**Tarefas e exercícios**:
[1] Reescreva o texto fornecido de "Quanto melhor é" a "de criar, seca.", trocando "bruma" por "neblina".
[2] Segundo o texto fornecido, qual era o título da notícia sobre Cristiano Ronaldo publicada no Correio da Manhã?

Livros são papéis pintados com tinta.
Estudar é uma coisa em que está indistinta
A distinção entre nada e coisa nenhuma.

Quanto melhor é quando há bruma.
Esperar por D. Sebastião,
Quer venha ou não!

Grande é a poesia, a bondade e as danças...
Mas o melhor do mundo são as crianças,
Flores, música, o luar, e o sol que peca
Só quando, em vez de criar, seca.

E mais do que isto
É Jesus Cristo,
Que não sabia nada de finanças,
Nem consta que tivesse biblioteca...

Fernando Pessoa

4.1.07

Os riscos de um ovokinderino-dependente

"Mãe traz-me um chocolate, uma surpresa e um brinquedo! Mas isso são três desejos". A frase tornou-se célebre num anúncio da famosa marca de chocolates. O futebolista português, Cristiano Ronaldo poderia agora refazer o mesmo anúncio e escolher como slogan: "Dá gosto comê-los e construir as surpresas". O Correio da Manhã de sábado, 30 de Dezembro de 2006, trazia a história do mês, com o título "Cristiano Ronaldo viciado em kinder" (o típico português diria 'Olha menos mal, há outros que são viciados em droga e queimam o dinheiro todo. Depois quando chegam ao fim da carreira ficam na miséria porque não souberam poupar para mais tarde').

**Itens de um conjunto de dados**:
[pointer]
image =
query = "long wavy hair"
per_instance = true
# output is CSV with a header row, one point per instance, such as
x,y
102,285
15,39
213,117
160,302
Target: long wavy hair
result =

**Respostas por tarefa**:
[1]
Quanto melhor é quando há neblina.
Esperar por D. Sebastião,
Quer venha ou não!

Grande é a poesia, a bondade e as danças...
Mas o melhor do mundo são as crianças,
Flores, música, o luar, e o sol que peca
Só quando, em vez de criar, seca.

[2] "Cristiano Ronaldo viciado em kinder".